▶ _What is needed_
Without any omission, reproduce the records that follow.

▶ _Source data_

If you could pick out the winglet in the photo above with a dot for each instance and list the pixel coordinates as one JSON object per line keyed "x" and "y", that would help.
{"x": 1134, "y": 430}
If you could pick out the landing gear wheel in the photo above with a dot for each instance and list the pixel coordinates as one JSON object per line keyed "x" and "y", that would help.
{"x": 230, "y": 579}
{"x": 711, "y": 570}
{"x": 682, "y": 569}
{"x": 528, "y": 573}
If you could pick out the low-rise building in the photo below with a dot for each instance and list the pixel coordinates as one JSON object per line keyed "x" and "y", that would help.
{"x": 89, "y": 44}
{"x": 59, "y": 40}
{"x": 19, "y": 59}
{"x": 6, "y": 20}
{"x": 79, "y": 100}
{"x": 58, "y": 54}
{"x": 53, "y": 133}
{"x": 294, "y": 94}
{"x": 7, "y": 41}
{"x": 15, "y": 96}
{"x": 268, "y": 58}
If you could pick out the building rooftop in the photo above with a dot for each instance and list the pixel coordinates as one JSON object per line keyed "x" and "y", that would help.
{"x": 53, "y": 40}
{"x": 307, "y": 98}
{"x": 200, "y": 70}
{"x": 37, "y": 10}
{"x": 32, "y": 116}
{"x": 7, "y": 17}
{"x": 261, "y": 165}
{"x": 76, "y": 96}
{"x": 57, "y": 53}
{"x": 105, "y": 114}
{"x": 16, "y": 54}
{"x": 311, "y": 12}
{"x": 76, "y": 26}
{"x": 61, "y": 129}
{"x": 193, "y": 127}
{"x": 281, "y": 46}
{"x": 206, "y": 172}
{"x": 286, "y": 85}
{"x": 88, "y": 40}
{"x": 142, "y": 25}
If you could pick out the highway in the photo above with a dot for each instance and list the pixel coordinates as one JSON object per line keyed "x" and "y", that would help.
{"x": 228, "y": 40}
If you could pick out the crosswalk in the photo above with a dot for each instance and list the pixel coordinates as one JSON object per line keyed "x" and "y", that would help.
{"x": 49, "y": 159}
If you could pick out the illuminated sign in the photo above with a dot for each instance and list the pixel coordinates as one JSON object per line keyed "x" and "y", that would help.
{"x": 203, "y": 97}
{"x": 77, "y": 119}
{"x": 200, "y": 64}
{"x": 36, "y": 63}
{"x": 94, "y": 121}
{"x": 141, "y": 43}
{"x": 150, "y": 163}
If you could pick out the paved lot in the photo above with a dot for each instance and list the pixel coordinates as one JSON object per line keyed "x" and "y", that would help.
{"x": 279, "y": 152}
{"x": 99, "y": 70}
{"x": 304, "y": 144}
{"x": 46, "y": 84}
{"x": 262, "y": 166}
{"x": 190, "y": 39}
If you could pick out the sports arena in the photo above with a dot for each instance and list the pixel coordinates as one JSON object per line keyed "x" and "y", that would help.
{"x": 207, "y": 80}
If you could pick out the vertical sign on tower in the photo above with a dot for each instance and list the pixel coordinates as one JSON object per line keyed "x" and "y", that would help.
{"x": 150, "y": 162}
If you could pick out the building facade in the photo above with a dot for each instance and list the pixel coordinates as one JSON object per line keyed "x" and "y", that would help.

▶ _Task response_
If you could pick out the winglet in the photo above with a dot for each instance and list the pixel coordinates as one JSON object per line keyed "x" and "y", that would help.
{"x": 1134, "y": 430}
If you could pick out the landing gear wheel in the photo above with a dot for each instance and list the pixel coordinates as one JSON object per line keyed "x" and "y", that would help.
{"x": 230, "y": 579}
{"x": 711, "y": 570}
{"x": 682, "y": 569}
{"x": 528, "y": 573}
If you could pick out the low-rise building in the photo below with a dot for each instance and list the pixel coordinates as one JSON object per line keyed "x" and "y", that would help.
{"x": 89, "y": 44}
{"x": 59, "y": 40}
{"x": 19, "y": 59}
{"x": 6, "y": 20}
{"x": 79, "y": 100}
{"x": 58, "y": 54}
{"x": 53, "y": 133}
{"x": 294, "y": 94}
{"x": 7, "y": 41}
{"x": 15, "y": 96}
{"x": 268, "y": 58}
If you could pick out the building rooftop in the photo above with a dot for each instance and list the pixel coordinates as one JSON object per line keyed "x" and "y", that would help.
{"x": 53, "y": 40}
{"x": 307, "y": 98}
{"x": 200, "y": 70}
{"x": 37, "y": 10}
{"x": 32, "y": 116}
{"x": 7, "y": 17}
{"x": 261, "y": 165}
{"x": 76, "y": 96}
{"x": 57, "y": 53}
{"x": 105, "y": 114}
{"x": 16, "y": 54}
{"x": 311, "y": 12}
{"x": 76, "y": 26}
{"x": 61, "y": 129}
{"x": 193, "y": 127}
{"x": 281, "y": 46}
{"x": 206, "y": 172}
{"x": 286, "y": 85}
{"x": 88, "y": 40}
{"x": 142, "y": 25}
If you could pick out the highway in the photo above with a dot for each instance and list the pixel coordinates as one JSON object per line keyed "x" and "y", that would help.
{"x": 228, "y": 40}
If you could pick out the crosswalk in the photo above with a dot for each instance and list the pixel coordinates as one JSON object per line keyed "x" and "y", that would help.
{"x": 49, "y": 159}
If you could pick out the illuminated sign in the photo above with a dot for each instance and list the pixel coordinates as one JSON object per line keyed "x" and "y", that would help.
{"x": 203, "y": 97}
{"x": 77, "y": 119}
{"x": 200, "y": 64}
{"x": 36, "y": 63}
{"x": 94, "y": 121}
{"x": 141, "y": 43}
{"x": 150, "y": 163}
If you could pick out the paved lot in the photo above with a dot for each instance and list the pixel coordinates as one JSON object per line keyed "x" and "y", that would help.
{"x": 279, "y": 152}
{"x": 99, "y": 70}
{"x": 304, "y": 144}
{"x": 46, "y": 84}
{"x": 262, "y": 166}
{"x": 190, "y": 39}
If you could pick out the sports arena in the photo above with a dot for each instance and list the pixel coordinates as one JSON object per line keyed "x" and "y", that would help.
{"x": 207, "y": 80}
If you could pick out the vertical sign on tower in the photo above with a dot for each instance and list the pixel coordinates as one JSON object per line keyed "x" and "y", that would help.
{"x": 150, "y": 162}
If you could pick out the building facade in the photo above with a dot for each instance and list the pixel coordinates as one JSON object per line keyed "x" and "y", that would help.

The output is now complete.